● **Stated goal**
Rewrite the rows from the line holding "task: provide the mask of every instance of the desk" through the end of the rows, both ends included, with "even-odd rule" changed to "nonzero winding rule" and nothing else altered. Return only those lines.

Segmentation data:
▬▬▬▬▬▬

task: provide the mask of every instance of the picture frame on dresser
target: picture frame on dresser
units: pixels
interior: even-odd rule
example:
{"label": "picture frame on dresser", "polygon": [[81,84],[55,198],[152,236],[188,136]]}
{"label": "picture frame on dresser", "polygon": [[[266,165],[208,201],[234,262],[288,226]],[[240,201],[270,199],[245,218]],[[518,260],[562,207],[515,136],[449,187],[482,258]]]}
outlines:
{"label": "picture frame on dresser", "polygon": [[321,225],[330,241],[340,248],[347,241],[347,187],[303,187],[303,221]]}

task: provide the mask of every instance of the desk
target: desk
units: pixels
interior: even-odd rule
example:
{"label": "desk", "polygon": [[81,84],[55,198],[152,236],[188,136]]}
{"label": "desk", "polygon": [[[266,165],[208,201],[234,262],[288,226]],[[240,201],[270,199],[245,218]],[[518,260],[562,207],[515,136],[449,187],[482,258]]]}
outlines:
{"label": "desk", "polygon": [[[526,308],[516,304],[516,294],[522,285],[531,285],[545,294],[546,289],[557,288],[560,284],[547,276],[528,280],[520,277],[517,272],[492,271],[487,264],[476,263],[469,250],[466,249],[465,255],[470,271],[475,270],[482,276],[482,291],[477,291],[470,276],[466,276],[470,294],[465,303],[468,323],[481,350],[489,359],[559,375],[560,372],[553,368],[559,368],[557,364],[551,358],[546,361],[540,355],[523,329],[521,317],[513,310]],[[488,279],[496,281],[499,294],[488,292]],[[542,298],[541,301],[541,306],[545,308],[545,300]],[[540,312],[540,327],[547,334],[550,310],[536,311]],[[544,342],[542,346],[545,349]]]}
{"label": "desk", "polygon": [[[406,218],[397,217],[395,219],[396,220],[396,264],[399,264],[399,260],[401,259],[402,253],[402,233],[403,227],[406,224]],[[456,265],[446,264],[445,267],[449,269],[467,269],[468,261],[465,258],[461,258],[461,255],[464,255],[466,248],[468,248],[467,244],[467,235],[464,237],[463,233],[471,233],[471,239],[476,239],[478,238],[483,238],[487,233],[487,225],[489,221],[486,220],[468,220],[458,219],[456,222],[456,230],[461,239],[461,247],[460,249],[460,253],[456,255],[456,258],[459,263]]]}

▬▬▬▬▬▬

● **Result of the exercise**
task: provide the mask of every instance of the desk
target: desk
units: pixels
interior: nonzero winding rule
example:
{"label": "desk", "polygon": [[81,84],[55,198],[152,236],[188,136]]}
{"label": "desk", "polygon": [[[266,165],[208,201],[234,262],[288,226]],[[240,201],[270,199],[245,218]],[[518,260],[562,207],[515,136],[449,187],[482,258]]]}
outlines:
{"label": "desk", "polygon": [[[526,308],[516,304],[516,294],[522,285],[531,285],[545,294],[546,289],[557,288],[560,284],[547,276],[528,280],[520,277],[517,272],[492,271],[487,264],[476,263],[469,250],[466,249],[465,255],[470,271],[475,270],[482,276],[482,291],[477,291],[470,276],[466,276],[470,294],[465,303],[468,323],[481,350],[489,359],[559,375],[560,372],[553,368],[559,368],[557,364],[551,358],[546,361],[540,355],[523,329],[521,317],[513,310]],[[488,279],[496,281],[499,294],[488,292]],[[542,298],[541,301],[541,306],[545,308],[545,300]],[[540,312],[540,327],[547,334],[550,310],[536,311]],[[544,342],[542,346],[545,349]]]}
{"label": "desk", "polygon": [[[406,218],[397,217],[395,219],[396,220],[396,264],[399,264],[399,260],[401,259],[402,253],[402,233],[403,227],[406,224]],[[456,265],[446,264],[445,267],[449,269],[467,269],[468,261],[465,258],[461,258],[461,255],[464,255],[466,248],[468,248],[467,244],[467,235],[464,237],[463,233],[471,233],[471,239],[476,239],[478,238],[483,238],[487,233],[487,225],[489,221],[486,220],[468,220],[458,219],[456,222],[456,230],[461,239],[461,247],[460,249],[460,253],[456,255],[456,258],[459,263]]]}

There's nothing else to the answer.